• **WHAT YOU ARE ASKED TO DO**
Below are the records. Reproduce exactly the lines from the one containing "Note for the class: annotate every instance of the riding" through the final line, and omit any pictures.

• **SUPPLIED DATA**

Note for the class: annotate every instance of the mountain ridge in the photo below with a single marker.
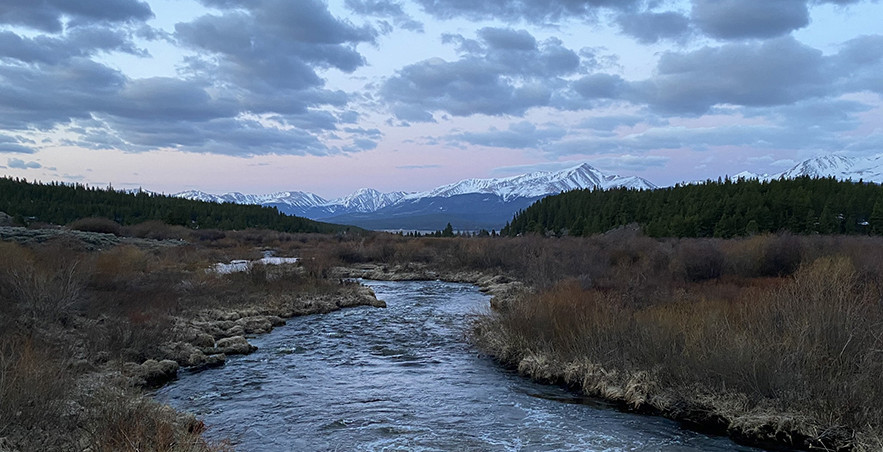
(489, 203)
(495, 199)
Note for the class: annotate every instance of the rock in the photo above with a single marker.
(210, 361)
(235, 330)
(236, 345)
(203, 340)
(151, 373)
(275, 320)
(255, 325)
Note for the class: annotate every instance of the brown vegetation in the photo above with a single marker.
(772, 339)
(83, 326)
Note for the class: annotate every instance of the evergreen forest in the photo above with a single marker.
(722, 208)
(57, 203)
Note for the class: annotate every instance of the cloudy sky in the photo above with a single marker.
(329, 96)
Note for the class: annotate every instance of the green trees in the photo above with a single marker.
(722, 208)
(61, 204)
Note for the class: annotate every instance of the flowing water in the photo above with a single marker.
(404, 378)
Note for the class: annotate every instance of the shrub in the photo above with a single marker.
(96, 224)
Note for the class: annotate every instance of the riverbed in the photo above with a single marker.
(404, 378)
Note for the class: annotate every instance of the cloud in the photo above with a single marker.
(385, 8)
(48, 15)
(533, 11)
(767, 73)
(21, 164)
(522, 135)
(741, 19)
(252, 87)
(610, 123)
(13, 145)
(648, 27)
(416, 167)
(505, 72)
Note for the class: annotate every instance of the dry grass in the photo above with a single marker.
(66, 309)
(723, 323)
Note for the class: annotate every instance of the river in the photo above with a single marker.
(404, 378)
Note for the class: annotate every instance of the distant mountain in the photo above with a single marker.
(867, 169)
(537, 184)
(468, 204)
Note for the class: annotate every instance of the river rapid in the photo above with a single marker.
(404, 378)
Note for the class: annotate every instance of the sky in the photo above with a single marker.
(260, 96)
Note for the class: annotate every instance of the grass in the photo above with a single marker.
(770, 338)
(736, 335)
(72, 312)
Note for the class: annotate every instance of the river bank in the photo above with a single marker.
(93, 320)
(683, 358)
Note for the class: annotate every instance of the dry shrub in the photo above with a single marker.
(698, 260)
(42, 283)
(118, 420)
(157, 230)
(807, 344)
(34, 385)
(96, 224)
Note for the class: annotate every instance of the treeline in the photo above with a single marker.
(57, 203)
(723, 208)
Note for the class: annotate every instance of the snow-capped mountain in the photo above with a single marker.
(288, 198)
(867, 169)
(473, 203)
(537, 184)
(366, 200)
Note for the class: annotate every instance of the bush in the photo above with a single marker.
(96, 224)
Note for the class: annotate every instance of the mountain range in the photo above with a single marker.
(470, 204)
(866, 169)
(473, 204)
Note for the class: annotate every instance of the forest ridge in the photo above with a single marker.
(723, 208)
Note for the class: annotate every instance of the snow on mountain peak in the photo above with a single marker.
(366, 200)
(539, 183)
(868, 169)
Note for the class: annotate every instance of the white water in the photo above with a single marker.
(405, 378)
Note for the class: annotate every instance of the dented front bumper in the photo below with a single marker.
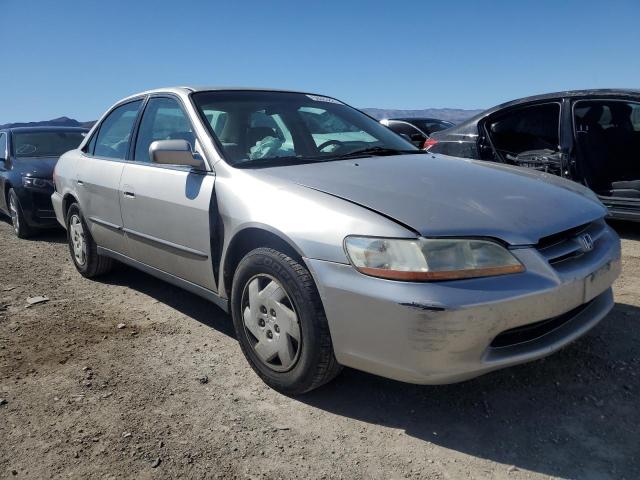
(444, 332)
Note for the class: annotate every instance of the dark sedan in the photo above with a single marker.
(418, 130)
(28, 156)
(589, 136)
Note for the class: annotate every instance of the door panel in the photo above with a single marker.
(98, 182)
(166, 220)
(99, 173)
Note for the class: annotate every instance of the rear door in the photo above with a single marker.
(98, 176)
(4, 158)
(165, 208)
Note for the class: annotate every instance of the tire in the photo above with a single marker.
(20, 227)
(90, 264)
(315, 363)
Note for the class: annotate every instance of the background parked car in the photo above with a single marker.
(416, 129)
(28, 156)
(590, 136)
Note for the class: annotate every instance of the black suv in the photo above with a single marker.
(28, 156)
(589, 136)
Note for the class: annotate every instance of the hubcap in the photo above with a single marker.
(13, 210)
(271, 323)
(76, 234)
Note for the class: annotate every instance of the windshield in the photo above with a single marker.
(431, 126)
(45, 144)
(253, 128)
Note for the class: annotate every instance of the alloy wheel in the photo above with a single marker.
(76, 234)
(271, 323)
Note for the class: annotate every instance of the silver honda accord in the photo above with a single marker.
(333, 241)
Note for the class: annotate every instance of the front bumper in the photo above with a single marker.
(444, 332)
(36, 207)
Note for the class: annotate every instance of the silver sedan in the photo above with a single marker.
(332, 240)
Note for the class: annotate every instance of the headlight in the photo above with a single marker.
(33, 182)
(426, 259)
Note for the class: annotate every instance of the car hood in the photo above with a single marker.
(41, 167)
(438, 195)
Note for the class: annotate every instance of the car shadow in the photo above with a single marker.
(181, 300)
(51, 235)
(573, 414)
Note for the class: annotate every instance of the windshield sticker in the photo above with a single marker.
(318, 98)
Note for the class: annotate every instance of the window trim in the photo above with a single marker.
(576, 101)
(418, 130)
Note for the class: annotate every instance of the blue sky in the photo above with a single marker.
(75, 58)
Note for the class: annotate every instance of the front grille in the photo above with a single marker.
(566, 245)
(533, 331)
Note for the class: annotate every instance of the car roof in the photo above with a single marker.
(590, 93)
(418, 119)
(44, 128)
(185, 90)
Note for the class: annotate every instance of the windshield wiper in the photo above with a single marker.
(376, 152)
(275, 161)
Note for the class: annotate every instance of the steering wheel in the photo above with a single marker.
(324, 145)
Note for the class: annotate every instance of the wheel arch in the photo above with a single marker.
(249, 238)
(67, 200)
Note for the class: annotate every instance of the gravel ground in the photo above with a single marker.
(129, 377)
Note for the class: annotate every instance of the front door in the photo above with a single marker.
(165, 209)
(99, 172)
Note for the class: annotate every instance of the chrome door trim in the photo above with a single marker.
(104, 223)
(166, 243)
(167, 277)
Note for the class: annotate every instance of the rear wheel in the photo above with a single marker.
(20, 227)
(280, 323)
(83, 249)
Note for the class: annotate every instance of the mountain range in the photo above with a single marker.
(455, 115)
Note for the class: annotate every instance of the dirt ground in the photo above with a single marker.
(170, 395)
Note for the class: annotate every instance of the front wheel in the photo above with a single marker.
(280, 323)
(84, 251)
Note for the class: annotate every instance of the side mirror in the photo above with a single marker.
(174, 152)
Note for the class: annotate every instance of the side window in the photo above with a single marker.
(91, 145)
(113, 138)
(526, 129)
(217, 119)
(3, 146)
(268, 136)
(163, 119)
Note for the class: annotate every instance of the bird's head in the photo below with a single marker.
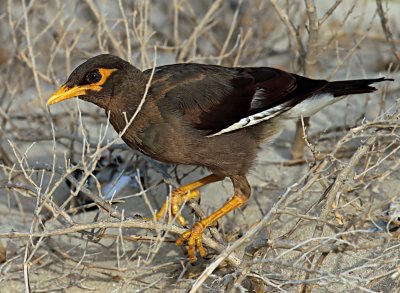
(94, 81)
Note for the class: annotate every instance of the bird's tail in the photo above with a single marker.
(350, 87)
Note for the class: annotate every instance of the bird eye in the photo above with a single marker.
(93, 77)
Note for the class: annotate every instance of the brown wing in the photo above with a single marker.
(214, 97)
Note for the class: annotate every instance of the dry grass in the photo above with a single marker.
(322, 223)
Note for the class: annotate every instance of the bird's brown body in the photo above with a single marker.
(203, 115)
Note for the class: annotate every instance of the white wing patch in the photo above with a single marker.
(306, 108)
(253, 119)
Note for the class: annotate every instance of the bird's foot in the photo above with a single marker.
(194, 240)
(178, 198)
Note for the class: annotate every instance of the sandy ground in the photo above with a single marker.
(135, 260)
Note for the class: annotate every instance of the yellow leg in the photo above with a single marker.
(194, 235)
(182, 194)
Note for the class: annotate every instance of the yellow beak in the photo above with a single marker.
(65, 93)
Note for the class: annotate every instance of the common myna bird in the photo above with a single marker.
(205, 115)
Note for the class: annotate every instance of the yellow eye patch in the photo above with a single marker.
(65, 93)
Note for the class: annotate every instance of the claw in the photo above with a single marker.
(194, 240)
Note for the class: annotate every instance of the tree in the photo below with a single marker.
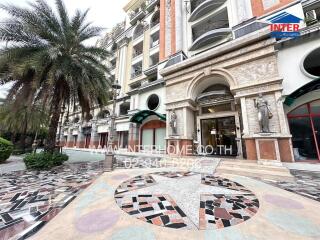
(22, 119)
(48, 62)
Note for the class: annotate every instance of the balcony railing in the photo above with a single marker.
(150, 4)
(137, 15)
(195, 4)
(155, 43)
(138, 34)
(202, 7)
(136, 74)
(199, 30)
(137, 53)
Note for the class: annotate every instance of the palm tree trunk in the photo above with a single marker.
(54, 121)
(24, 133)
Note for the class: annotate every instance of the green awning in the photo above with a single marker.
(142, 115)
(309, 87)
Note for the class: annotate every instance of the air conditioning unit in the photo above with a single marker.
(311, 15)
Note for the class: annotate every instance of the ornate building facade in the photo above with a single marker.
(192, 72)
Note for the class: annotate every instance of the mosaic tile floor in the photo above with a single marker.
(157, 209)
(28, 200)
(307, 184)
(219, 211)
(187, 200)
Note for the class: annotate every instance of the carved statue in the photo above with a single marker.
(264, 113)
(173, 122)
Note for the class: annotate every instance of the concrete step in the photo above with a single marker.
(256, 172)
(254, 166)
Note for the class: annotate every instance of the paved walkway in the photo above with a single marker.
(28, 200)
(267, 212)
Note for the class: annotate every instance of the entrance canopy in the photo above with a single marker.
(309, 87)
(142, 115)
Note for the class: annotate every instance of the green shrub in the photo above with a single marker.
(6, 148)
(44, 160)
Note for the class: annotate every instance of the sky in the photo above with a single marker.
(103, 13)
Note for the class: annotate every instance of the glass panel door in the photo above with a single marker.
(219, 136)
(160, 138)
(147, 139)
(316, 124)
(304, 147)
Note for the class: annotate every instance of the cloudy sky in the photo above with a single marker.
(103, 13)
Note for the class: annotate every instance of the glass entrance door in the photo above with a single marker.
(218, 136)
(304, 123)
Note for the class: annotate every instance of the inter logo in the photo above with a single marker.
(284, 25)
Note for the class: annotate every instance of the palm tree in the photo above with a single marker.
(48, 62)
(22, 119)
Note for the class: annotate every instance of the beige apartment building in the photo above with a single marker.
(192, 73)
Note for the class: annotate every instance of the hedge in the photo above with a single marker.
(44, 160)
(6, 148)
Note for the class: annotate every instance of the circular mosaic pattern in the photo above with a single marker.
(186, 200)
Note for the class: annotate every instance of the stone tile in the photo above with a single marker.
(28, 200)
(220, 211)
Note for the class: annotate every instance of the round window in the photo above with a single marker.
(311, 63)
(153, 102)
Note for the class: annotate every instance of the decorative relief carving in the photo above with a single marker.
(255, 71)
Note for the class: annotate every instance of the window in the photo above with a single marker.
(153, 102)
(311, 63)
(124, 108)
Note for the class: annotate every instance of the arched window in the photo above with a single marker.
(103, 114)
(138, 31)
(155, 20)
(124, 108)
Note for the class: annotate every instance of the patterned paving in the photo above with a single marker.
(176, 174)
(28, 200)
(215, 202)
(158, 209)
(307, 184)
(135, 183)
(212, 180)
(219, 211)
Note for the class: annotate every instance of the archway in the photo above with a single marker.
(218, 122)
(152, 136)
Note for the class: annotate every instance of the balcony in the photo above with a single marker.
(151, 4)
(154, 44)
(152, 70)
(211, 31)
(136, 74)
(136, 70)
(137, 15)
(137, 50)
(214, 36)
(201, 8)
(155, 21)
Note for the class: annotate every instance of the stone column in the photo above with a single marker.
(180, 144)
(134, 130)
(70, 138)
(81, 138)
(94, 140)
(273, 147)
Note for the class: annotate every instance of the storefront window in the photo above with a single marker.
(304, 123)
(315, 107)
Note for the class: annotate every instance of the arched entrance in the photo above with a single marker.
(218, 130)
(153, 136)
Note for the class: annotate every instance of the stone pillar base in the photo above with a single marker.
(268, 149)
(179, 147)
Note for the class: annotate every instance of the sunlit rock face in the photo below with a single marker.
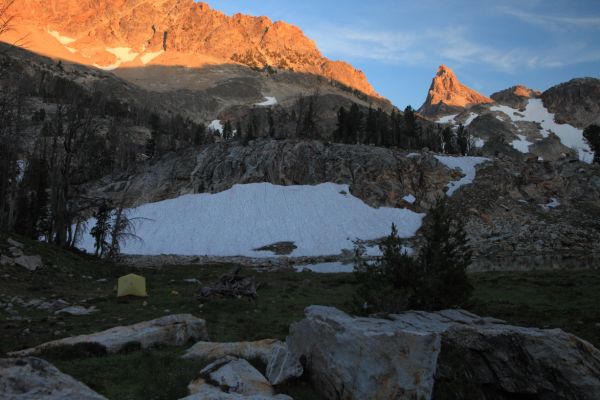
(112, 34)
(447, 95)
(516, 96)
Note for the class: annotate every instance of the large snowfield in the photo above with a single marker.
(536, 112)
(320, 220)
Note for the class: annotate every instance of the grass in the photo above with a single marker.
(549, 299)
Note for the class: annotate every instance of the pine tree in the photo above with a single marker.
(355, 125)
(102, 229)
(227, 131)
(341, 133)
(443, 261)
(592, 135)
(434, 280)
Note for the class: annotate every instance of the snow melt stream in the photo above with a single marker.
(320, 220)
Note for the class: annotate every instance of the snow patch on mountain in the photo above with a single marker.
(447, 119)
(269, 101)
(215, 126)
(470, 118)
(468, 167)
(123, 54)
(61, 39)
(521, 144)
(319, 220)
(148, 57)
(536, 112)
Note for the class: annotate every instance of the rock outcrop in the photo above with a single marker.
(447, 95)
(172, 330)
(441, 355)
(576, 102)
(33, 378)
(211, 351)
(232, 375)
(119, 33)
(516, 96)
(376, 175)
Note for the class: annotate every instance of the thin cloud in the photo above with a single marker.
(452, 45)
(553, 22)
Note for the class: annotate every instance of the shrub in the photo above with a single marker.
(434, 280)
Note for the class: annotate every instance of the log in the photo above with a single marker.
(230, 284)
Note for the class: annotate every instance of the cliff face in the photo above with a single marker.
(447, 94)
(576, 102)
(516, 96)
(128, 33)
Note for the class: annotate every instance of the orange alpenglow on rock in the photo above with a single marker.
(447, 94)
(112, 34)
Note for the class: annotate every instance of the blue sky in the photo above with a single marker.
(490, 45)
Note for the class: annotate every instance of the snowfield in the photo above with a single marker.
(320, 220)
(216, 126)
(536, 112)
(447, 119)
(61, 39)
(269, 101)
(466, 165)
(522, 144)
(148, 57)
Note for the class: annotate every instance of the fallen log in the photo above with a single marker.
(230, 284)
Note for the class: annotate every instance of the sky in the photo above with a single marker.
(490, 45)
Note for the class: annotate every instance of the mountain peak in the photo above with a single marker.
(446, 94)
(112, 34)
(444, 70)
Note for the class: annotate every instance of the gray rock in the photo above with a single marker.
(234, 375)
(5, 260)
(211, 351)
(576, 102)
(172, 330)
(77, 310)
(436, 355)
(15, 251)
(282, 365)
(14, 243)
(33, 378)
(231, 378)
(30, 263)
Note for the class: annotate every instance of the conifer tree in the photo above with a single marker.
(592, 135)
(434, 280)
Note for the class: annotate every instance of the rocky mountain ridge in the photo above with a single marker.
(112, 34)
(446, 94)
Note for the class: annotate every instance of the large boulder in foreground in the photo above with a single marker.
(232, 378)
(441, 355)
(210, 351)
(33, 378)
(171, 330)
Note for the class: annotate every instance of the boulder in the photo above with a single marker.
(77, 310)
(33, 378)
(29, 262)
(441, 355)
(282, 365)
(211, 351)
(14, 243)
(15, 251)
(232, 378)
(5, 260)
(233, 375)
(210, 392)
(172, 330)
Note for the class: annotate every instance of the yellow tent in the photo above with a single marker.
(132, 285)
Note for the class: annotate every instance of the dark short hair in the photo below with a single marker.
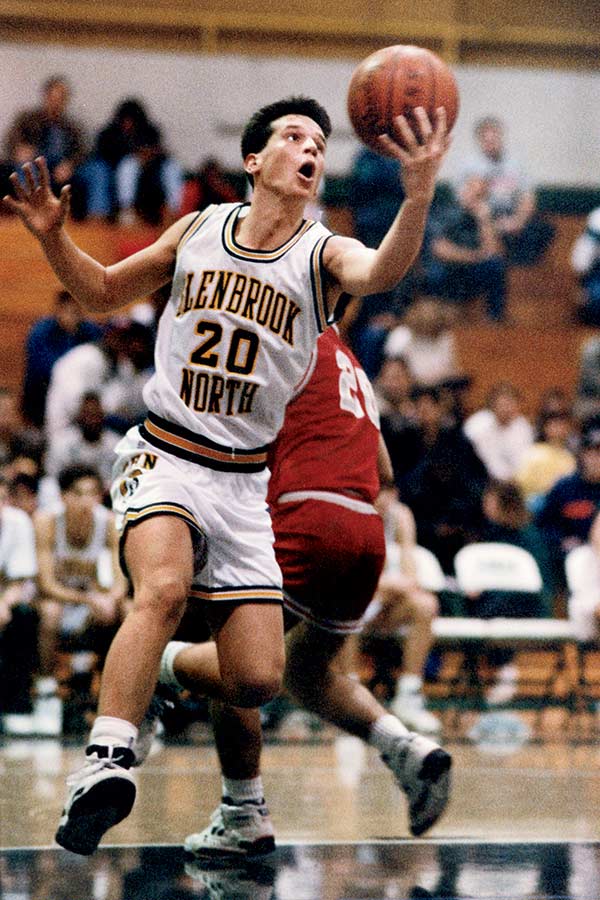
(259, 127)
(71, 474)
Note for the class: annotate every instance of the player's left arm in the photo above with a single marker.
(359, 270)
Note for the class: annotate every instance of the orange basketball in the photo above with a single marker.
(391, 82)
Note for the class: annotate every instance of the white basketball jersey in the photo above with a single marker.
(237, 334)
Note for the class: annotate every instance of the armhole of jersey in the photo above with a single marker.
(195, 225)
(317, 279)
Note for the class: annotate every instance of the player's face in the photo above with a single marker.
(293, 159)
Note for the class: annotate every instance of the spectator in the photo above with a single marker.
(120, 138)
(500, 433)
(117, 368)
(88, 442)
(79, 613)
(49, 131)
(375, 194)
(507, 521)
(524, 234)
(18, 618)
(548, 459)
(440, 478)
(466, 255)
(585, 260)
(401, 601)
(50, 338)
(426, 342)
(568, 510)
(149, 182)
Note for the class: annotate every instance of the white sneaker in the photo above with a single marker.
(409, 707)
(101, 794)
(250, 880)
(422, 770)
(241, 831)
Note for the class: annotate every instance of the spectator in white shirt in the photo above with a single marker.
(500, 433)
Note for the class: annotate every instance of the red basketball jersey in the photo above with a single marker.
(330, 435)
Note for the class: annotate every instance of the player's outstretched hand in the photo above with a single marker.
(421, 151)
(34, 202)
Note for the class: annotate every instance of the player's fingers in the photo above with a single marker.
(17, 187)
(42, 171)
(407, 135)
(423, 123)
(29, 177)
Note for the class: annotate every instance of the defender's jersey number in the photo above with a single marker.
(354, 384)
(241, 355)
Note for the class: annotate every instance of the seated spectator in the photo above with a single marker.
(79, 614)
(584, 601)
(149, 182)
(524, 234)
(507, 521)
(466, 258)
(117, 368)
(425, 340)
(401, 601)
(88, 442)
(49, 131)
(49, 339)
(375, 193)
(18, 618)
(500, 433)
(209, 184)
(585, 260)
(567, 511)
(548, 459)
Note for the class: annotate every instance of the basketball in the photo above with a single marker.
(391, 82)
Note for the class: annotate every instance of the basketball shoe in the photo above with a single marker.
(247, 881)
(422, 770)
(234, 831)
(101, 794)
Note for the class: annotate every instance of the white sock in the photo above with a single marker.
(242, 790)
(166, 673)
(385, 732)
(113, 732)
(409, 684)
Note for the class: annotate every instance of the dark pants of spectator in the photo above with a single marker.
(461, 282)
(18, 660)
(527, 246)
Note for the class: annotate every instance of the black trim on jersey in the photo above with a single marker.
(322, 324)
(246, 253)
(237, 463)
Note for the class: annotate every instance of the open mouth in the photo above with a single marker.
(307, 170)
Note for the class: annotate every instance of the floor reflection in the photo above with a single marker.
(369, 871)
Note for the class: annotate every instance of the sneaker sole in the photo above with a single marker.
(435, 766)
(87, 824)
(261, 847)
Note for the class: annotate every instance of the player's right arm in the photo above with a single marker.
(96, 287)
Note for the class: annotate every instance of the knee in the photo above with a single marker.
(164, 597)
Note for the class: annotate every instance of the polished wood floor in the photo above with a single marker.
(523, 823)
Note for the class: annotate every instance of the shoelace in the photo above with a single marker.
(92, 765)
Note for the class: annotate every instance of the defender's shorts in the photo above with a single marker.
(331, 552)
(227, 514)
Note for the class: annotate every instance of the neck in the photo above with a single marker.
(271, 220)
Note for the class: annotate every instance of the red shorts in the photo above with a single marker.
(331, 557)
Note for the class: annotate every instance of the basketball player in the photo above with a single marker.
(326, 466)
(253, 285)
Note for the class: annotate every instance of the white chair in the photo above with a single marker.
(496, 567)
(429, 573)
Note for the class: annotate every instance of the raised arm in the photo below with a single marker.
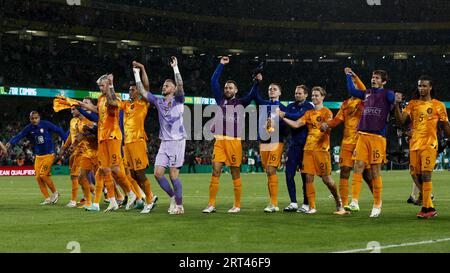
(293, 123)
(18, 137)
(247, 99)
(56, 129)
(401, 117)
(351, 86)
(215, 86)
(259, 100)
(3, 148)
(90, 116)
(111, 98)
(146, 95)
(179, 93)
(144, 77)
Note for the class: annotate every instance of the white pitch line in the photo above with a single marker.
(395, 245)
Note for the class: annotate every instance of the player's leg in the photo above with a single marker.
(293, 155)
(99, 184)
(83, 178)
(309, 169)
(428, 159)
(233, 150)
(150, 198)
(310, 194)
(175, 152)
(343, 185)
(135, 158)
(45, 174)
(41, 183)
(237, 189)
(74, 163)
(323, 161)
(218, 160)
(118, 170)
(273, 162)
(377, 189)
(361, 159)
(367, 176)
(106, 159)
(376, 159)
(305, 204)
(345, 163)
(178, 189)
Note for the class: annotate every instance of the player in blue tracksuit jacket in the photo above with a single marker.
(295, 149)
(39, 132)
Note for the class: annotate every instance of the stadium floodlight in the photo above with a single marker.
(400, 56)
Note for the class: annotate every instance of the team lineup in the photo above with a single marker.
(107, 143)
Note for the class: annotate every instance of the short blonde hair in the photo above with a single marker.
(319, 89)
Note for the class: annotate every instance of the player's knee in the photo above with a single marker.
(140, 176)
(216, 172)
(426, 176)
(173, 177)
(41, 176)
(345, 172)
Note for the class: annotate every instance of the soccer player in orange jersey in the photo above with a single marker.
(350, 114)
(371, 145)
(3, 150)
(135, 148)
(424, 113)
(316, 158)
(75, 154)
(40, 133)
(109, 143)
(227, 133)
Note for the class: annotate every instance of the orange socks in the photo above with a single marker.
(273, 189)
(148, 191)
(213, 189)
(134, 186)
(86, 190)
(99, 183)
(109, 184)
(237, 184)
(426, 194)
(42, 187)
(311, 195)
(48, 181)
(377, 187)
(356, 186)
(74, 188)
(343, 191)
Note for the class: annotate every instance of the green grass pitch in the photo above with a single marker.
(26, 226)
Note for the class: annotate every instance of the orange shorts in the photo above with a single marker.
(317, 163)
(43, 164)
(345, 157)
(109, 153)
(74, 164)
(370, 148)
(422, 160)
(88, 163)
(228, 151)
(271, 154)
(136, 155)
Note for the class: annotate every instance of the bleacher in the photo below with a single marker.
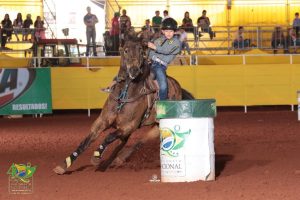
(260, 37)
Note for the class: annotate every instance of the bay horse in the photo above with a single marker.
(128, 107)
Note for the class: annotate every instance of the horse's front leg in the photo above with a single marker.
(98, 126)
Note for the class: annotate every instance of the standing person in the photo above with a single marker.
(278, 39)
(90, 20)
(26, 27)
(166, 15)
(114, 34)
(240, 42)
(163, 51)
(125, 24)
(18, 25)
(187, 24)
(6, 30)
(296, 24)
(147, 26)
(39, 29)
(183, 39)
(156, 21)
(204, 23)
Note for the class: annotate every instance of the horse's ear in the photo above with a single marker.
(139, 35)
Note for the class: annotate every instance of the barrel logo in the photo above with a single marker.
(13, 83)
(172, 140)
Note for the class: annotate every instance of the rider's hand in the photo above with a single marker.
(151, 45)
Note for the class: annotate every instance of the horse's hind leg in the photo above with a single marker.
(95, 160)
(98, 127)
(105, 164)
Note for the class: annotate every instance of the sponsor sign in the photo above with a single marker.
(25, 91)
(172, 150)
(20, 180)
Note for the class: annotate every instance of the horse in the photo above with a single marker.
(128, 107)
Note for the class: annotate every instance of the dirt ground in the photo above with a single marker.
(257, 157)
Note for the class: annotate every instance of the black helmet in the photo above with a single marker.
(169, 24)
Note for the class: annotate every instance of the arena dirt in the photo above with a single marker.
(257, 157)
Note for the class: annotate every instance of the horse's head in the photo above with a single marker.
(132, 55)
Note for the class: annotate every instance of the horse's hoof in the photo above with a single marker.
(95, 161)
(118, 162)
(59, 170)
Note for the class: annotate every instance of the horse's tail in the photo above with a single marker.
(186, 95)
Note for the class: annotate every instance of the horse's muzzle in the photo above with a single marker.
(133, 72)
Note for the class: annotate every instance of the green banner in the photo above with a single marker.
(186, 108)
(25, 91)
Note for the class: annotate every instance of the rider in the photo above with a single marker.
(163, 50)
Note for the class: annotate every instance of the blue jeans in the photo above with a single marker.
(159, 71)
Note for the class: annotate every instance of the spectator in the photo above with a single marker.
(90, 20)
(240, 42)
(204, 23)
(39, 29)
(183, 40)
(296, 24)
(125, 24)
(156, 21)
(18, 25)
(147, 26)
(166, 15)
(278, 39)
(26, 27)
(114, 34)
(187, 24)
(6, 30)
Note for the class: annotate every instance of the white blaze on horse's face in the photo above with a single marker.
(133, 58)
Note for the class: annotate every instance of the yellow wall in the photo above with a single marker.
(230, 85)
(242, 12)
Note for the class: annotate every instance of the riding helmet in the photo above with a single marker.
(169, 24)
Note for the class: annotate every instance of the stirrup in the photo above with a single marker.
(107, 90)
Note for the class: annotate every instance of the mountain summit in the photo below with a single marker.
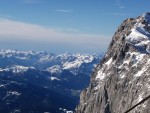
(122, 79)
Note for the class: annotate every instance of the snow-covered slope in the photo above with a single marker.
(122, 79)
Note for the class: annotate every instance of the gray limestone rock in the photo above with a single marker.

• **FINAL ANSWER**
Note for the class: annotate every instance of the riding helmet in the photo above with a single marker.
(169, 24)
Note for the class: annotate every instance of the stirrup in the photo above with a single marker.
(107, 90)
Note for the class: annotate every instance of the mountain summit in the photo below with a single marker.
(122, 79)
Note for the class: annotate every instance of the snow-covered slope in the photo above with a single marker.
(122, 79)
Note for the class: annotate every instance of the gray limestone rock in the photo above with a single marker.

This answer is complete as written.